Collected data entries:
^^^^^^^^

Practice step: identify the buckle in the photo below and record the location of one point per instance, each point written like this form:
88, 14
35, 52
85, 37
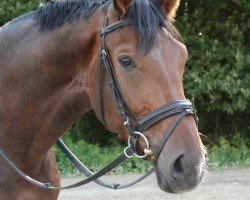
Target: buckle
149, 152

^^^^^^^^

Goal: Output every line of the records above word for word, but leave out the pictures.

Response to this task:
Practice step: identify the buckle in the photo below and record the location of one point per instance, each point written like this form:
88, 14
35, 52
85, 37
Target: buckle
149, 152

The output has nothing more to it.